Text:
"""
So what scares you and what excites you about all these converging technologies?
Well, what scares me very simply is that the loss of freedom, I worry about governments using AI and using companies like Palantir to take away individual freedoms.
That worries me.
But what excites me is that AI is going to replace a lot of menial jobs, and that's going to unleash a large portion of humanity to use their imagination and energy and mental calories to do other things besides push paper or do whatever menial jobs that AI can easily do.
So that's exciting.
But what worries me is the use of artificial intelligence to control the masses.
That's not something I am supportive of.
I haven't really thought about that.
I'm glad you bring that up.
I'm going to have to go and I want to stew on this.
I like to sleep on something and I wake up in the middle of the night and I will document
with AI the crazy dream that I had about a thought.
So I'm glad you bring that up.
My wife and I wrote this book here called Unlimited Possibilities.
"""
Task set:
**A.** Answer these questions from the interview:
(i) Which company is named alongside governments in the worry about losing individual freedoms?
(ii) What kind of jobs is AI expected to replace?
(iii) What is the title of the book mentioned near the end?
**B.** Output everything in the interview from "That worries me." down to "about a thought.", without changes.
The records that follow have no connection to the interview.

Data provided:
"""
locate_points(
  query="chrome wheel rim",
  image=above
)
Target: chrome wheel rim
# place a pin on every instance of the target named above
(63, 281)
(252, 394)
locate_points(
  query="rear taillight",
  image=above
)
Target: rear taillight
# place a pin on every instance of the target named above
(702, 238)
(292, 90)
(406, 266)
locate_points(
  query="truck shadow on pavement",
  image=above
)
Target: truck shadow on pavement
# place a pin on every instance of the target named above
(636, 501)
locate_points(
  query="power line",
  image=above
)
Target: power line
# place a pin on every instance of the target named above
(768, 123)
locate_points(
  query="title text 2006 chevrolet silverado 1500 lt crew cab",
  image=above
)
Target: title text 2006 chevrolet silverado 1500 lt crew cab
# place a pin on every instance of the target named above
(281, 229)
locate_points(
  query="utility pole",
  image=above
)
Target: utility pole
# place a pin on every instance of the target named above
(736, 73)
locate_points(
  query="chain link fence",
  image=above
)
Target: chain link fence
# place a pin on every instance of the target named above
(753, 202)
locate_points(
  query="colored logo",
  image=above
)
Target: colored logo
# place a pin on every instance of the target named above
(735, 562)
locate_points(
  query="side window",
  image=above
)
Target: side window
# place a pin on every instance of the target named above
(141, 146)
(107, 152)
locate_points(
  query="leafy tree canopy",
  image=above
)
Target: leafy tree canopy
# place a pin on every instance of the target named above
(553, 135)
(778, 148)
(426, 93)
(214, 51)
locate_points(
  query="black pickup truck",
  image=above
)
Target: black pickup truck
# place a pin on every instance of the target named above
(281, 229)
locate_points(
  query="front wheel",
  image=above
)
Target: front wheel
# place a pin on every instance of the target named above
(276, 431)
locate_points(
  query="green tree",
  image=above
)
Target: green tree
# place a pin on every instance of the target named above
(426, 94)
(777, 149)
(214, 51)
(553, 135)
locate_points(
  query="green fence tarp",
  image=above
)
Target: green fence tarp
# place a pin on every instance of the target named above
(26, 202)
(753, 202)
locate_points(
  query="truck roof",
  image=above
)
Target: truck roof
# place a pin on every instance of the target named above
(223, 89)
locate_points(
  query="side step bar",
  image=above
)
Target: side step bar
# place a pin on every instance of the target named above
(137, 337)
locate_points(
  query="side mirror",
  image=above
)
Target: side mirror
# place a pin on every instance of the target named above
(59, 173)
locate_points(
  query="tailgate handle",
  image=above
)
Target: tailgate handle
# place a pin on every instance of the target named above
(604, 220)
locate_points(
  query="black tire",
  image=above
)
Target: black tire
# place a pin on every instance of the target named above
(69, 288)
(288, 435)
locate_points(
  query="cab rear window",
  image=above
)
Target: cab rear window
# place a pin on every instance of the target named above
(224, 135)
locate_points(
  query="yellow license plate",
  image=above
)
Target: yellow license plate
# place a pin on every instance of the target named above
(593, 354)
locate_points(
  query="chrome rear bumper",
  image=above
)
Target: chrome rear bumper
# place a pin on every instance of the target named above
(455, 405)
"""
Responses per task:
**A.**
(i) Palantir
(ii) Menial jobs
(iii) Unlimited Possibilities

**B.**
That worries me.
But what excites me is that AI is going to replace a lot of menial jobs, and that's going to unleash a large portion of humanity to use their imagination and energy and mental calories to do other things besides push paper or do whatever menial jobs that AI can easily do.
So that's exciting.
But what worries me is the use of artificial intelligence to control the masses.
That's not something I am supportive of.
I haven't really thought about that.
I'm glad you bring that up.
I'm going to have to go and I want to stew on this.
I like to sleep on something and I wake up in the middle of the night and I will document
with AI the crazy dream that I had about a thought.